+++ TASK DATA +++

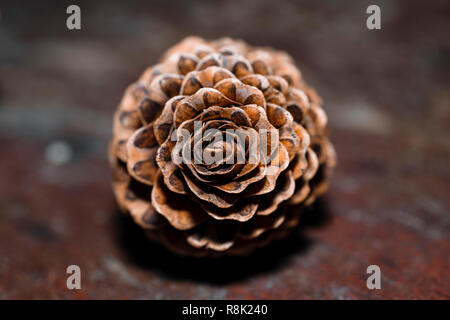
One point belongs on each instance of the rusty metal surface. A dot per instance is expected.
(387, 97)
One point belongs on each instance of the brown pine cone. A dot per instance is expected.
(223, 206)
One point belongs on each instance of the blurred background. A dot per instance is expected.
(387, 97)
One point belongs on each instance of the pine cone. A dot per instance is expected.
(220, 207)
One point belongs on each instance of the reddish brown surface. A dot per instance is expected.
(386, 94)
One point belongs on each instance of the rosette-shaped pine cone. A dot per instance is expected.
(219, 207)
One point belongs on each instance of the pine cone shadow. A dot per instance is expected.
(220, 271)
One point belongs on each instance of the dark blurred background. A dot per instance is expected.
(387, 97)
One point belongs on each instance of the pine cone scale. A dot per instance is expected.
(206, 99)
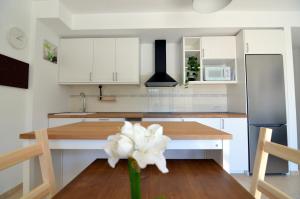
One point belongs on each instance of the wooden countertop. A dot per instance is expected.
(101, 130)
(148, 115)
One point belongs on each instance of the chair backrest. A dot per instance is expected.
(264, 148)
(40, 149)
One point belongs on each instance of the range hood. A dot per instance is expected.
(160, 77)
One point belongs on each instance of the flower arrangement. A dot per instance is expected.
(142, 146)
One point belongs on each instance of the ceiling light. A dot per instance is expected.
(208, 6)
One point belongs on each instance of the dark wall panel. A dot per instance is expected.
(13, 72)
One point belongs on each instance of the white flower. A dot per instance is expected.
(146, 146)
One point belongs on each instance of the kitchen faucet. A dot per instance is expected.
(82, 95)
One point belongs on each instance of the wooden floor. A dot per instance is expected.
(290, 184)
(203, 179)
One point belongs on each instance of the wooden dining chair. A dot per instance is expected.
(40, 149)
(264, 148)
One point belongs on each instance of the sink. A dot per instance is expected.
(79, 113)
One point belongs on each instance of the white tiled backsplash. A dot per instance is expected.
(131, 98)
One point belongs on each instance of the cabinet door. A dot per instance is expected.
(127, 60)
(218, 47)
(162, 120)
(53, 122)
(238, 156)
(211, 122)
(104, 60)
(264, 41)
(75, 60)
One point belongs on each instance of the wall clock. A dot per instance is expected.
(17, 38)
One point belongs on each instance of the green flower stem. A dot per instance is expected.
(135, 179)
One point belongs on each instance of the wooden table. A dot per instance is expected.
(187, 179)
(93, 135)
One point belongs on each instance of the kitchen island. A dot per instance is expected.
(92, 135)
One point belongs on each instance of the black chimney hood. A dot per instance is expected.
(160, 77)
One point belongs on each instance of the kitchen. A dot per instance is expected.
(213, 101)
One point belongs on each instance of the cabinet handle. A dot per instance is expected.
(247, 47)
(222, 123)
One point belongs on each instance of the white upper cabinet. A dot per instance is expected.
(75, 60)
(127, 60)
(219, 47)
(264, 41)
(104, 60)
(99, 61)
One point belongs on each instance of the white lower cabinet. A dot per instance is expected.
(162, 120)
(69, 163)
(211, 122)
(239, 143)
(53, 122)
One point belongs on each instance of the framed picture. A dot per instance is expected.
(50, 52)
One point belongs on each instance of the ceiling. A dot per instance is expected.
(146, 35)
(125, 6)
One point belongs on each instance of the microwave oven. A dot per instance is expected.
(217, 73)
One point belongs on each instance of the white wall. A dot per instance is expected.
(296, 52)
(207, 98)
(48, 96)
(12, 100)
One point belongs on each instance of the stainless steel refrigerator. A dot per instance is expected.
(266, 105)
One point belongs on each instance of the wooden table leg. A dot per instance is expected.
(26, 172)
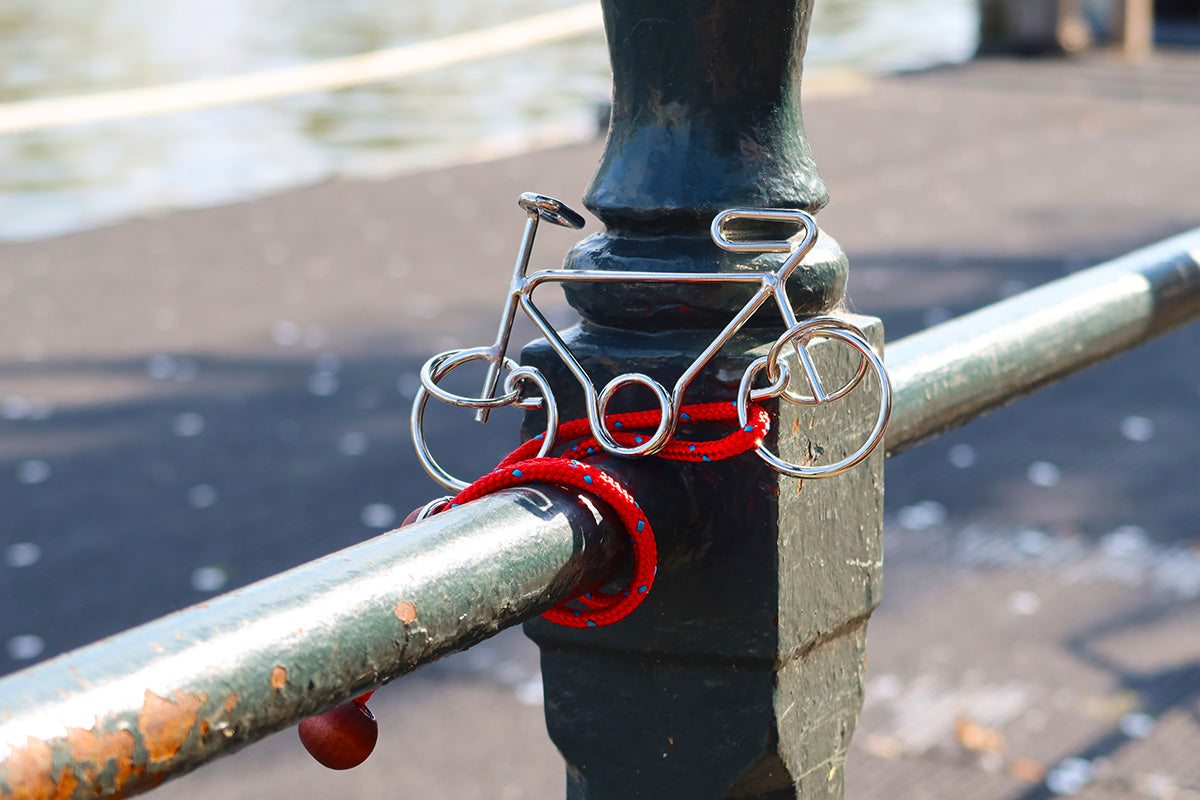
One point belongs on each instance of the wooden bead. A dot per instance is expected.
(342, 737)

+++

◆ **INSTRUCTIONS FOR THE TASK**
Please write out all of the data above word for word, leaving out the pictures.

◆ **SOLUTION TO THIS TASK**
One point belongs on each instance of the rusty metal surface. A dot per instance is expected.
(387, 97)
One point belongs on each instance of the brown pine cone. A dot per instance is expected.
(223, 206)
One point belongs on each instance of the blurred background. A dot per instance is expected.
(387, 97)
One point belongs on each instance of the pine cone. A dot per instance is expected.
(220, 207)
One point belongs on each instance of the reddish brown surface. A dot per instance is expected.
(386, 94)
One point belongs on each instance of the rosette-shaped pine cone. A dot per instance is expected.
(219, 207)
One point belongs on each instance of the pine cone shadow. A dot per instance is expected.
(220, 271)
One point belongs on each instance of the dark blurred background. A dot per instance is expected.
(387, 97)
One point belongs on each instance of the pine cone scale. A dot per instance is expected.
(206, 99)
One point belongs on each instance of the wooden countertop. A dot per instance is expected.
(101, 130)
(148, 115)
One point belongs on each instance of the chair backrest. A dot per instance is expected.
(264, 148)
(40, 149)
One point belongs on each instance of the range hood. A dot per instance is expected.
(160, 77)
One point belongs on each instance of the flower arrangement. A dot per instance is expected.
(142, 146)
One point belongs on each instance of the ceiling light. A dot per instance is expected.
(208, 6)
One point belongs on each instance of the dark wall panel. A dot per instance is expected.
(13, 72)
One point belongs on each instance of the white flower. A dot per instance is expected.
(146, 146)
One point belongs on each instance of the kitchen faucet. A dot per instance is expected.
(82, 95)
One point belongs on each instance of the wooden floor. A dot per instance is expected.
(290, 184)
(203, 179)
One point belongs on each instance of the wooden dining chair. A dot per instance is expected.
(40, 149)
(264, 148)
One point belongs on each instance of the sink. A dot per instance is expected.
(79, 113)
One point belongs on each instance of the white tiled backsplash. A dot per instance is expected.
(131, 98)
One point belongs on each instance of the cabinet door. A dot per instance is expected.
(127, 60)
(218, 47)
(162, 120)
(53, 122)
(238, 156)
(211, 122)
(104, 60)
(264, 41)
(75, 60)
One point belongs on each instance of the wall clock. A dot per instance is expected.
(17, 38)
One point belongs on each instance of the green flower stem. A dot per instance is expected.
(135, 179)
One point belongs on each instance of the wooden table. A dot per instance is expected.
(187, 179)
(93, 135)
One point belongs on each instance of the kitchen island. A dot per instance is expected.
(92, 135)
One point belongs on each instance of the black chimney hood. A dot per instance is expected.
(160, 77)
One point belongs on each instance of the kitchen. A dot per instance is expected.
(213, 101)
One point belongs on each instance of the cabinet handle. A dot per instance is expected.
(247, 47)
(222, 123)
One point belongs on each instance of the white upper cabinet. A dot per instance is expected.
(75, 60)
(127, 60)
(219, 47)
(264, 41)
(104, 60)
(99, 61)
One point belongs on each instance of the white lower cabinet. A dot per instance is expected.
(162, 120)
(69, 163)
(211, 122)
(239, 143)
(53, 122)
One point belongs on each instance of the framed picture. A dot per instance is expected.
(50, 52)
One point belongs on each instance of the ceiling. A dot per instance is expected.
(146, 35)
(125, 6)
One point belongs on each instance of the microwave oven. A dot per instance is expected.
(217, 73)
One point belongs on each instance of the white wall. A dot per instance is expected.
(296, 52)
(207, 98)
(48, 96)
(12, 100)
One point belongs on each instance of the stainless steel refrigerator. A dot per instance is expected.
(266, 105)
One point belongs on each instance of the wooden table leg. A dot per instance is expected.
(26, 172)
One point belongs on each instance of the wooden bead. A dot per instance is expected.
(342, 737)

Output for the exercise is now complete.